#### DATA TO PROCESS ####
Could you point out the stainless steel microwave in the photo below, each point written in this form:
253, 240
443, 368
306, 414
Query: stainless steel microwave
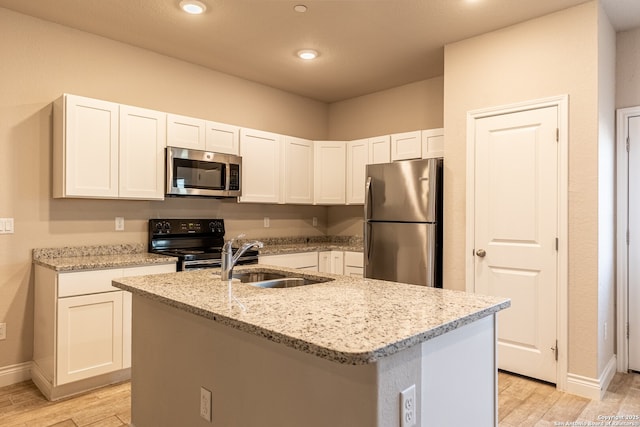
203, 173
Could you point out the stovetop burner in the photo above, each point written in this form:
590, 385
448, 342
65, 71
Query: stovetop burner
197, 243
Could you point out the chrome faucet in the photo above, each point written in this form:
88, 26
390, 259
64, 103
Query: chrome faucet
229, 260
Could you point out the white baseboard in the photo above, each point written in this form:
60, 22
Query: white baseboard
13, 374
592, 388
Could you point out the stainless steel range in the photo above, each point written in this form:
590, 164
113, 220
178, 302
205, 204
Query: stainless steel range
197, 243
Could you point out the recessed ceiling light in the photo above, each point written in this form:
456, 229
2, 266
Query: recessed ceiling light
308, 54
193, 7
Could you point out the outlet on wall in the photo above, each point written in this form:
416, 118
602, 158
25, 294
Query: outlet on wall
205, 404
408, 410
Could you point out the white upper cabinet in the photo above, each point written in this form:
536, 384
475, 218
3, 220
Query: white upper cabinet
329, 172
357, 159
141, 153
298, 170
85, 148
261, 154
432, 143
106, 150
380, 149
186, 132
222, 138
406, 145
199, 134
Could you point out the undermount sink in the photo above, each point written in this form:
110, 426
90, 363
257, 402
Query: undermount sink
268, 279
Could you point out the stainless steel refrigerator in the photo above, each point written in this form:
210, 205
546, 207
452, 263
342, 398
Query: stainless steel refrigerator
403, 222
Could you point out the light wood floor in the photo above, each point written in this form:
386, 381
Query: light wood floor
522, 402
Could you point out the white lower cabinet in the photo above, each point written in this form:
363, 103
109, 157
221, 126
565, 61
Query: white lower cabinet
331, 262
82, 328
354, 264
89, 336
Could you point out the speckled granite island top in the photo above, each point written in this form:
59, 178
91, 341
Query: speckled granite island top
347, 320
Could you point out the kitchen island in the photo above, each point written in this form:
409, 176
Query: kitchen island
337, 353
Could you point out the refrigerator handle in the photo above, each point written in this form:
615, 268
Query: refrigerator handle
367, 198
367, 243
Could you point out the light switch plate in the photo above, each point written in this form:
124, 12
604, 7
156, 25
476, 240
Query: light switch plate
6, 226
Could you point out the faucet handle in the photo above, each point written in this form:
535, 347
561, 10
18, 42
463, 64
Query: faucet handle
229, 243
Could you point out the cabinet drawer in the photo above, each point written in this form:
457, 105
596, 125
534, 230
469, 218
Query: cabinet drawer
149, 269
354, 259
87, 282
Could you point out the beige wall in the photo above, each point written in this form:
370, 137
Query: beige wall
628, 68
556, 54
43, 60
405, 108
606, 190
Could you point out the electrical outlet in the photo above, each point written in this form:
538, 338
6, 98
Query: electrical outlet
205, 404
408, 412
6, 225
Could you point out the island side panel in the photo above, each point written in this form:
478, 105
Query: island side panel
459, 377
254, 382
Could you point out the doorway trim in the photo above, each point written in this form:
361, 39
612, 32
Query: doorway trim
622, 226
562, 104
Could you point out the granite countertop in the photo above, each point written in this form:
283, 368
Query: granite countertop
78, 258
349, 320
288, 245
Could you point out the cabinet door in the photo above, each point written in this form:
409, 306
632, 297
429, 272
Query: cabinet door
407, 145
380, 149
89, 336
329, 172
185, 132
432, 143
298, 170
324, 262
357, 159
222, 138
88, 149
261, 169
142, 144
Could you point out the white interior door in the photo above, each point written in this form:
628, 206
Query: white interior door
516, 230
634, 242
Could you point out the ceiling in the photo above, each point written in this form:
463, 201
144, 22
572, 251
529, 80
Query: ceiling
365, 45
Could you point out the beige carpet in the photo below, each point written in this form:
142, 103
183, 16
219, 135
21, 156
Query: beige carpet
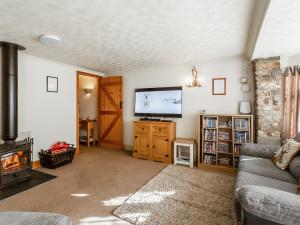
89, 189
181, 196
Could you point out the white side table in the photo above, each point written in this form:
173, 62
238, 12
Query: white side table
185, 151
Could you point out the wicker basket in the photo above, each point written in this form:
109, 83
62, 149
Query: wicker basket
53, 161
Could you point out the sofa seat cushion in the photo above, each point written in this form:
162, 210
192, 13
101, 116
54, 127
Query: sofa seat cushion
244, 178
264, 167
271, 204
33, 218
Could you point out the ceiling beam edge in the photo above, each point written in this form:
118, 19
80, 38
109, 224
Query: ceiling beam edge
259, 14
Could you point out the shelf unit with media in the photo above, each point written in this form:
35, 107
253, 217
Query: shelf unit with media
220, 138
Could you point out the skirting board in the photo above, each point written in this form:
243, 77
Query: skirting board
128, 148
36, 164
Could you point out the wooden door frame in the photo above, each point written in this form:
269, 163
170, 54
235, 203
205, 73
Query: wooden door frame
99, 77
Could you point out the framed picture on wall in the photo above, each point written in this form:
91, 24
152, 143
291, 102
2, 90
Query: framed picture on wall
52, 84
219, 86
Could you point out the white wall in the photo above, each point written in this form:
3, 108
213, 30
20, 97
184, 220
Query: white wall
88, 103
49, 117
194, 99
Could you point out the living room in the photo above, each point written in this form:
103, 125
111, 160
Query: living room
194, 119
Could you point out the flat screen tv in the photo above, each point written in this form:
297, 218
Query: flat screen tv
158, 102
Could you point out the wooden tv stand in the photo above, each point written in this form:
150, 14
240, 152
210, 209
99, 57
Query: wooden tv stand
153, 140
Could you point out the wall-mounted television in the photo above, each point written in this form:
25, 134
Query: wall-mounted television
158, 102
####
### WHAT IS EXPECTED
Please copy out every line in the listing that has the string "below".

### OUTPUT OF THE EXERCISE
Could you point out the stainless steel microwave in the photo below, each point written in this form:
Could you point out the beige carpet in the photo below, each point written in this form:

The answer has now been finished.